=== SUPPLIED DATA ===

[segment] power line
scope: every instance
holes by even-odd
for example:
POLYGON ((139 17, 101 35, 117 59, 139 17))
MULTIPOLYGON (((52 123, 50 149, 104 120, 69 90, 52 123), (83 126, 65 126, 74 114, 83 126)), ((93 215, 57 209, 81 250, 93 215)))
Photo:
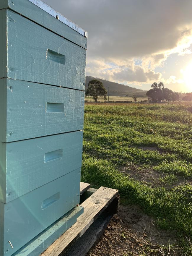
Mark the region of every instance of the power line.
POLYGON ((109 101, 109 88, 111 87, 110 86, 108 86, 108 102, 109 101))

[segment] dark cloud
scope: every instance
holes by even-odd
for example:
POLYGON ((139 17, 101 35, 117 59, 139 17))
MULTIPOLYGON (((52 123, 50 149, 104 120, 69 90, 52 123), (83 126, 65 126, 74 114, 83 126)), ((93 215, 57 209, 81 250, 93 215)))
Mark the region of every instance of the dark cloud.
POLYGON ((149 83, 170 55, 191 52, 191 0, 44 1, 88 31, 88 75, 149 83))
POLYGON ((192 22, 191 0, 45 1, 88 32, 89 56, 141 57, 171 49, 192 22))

===

## EXERCISE
Can you transcribe all of the entries above verbatim, omitting the pictures?

## EXERCISE ANSWER
[segment] power line
scope: every instance
holes by even-odd
for example:
POLYGON ((139 17, 101 35, 117 59, 139 17))
MULTIPOLYGON (((52 123, 50 149, 104 120, 69 90, 52 123), (83 126, 65 126, 74 114, 83 126)), ((93 215, 57 209, 81 250, 93 215)))
Photo:
Mark the region of every instance of the power line.
POLYGON ((109 101, 109 88, 111 87, 110 86, 108 86, 108 102, 109 101))

[segment] dark cloud
scope: every instance
holes by even-odd
for example:
POLYGON ((139 17, 101 35, 117 59, 139 17))
MULTIPOLYGON (((52 123, 50 149, 104 120, 69 90, 52 123), (83 126, 65 126, 74 114, 83 126)), ((93 215, 57 209, 81 250, 93 215)))
Mark the region of every instance of the dark cloud.
POLYGON ((149 83, 170 55, 191 52, 191 0, 44 1, 88 31, 88 75, 149 83))
POLYGON ((192 22, 191 0, 45 1, 88 32, 89 56, 141 57, 171 49, 192 22))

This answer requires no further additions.